**Provided passage**.
CREATE EXTERNAL TABLE IF NOT EXISTS ex_playstats (
  "GameID" INTEGER,
  "PlayerID" INTEGER,
  "Timestamp" TIMESTAMP,
  "SelectedCar" TEXT,
  "CurrentLevel" INTEGER,
  "CurrentSpeed" REAL,
  "CurrentPlayTime" BIGINT,
  "CurrentScore" BIGINT,
  "Event" TEXT,
  "ErrorCode" TEXT
) 
URL = 's3://firebolt-publishing-public/help_center_assets/firebolt_sample_dataset/' 
OBJECT_PATTERN = 'help_center_assets/firebolt_sample_dataset/playstats/*.parquet'
TYPE = (PARQUET);


DROP TABLE IF EXISTS ex_rankings;


CREATE EXTERNAL TABLE IF NOT EXISTS ex_rankings (
  "GameID" INTEGER,
  "PlayerID" INTEGER,
  "MaxLevel" INTEGER,
  "TotalScore" BIGINT,
  "PlaceWon" INTEGER
)

**Entries provided**.
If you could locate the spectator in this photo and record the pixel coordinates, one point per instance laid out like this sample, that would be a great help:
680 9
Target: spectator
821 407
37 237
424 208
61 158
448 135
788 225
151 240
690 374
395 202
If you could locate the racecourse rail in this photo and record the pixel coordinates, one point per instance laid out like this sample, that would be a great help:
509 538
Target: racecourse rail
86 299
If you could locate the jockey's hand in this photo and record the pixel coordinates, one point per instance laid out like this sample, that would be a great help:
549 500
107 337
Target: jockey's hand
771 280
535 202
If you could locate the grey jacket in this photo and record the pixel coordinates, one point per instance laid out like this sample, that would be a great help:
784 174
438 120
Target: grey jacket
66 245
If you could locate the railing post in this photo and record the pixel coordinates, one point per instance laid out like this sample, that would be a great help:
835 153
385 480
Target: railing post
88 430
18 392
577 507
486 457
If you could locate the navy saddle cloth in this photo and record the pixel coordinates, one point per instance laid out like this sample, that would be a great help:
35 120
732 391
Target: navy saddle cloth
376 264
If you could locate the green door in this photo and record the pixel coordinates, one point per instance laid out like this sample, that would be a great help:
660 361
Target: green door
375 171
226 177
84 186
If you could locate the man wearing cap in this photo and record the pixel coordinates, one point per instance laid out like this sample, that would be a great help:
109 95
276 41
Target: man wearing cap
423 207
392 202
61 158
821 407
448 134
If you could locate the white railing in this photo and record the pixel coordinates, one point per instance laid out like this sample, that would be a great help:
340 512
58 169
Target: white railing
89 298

--

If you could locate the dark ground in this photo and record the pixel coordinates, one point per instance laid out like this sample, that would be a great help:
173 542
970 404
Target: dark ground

**Job**. Supply the continuation of the SQL script that defines the Firebolt external tables, beginning after the closing parenthesis of the ex_rankings column list.

**Result**.
URL = 's3://firebolt-publishing-public/help_center_assets/firebolt_sample_dataset/' 
OBJECT_PATTERN = 'help_center_assets/firebolt_sample_dataset/rankings/*.parquet'
TYPE = (PARQUET);
	

Now that the external tables are setup, let’s create the managed internal tables as shown below. Please note the primary indexes that are defined for each table.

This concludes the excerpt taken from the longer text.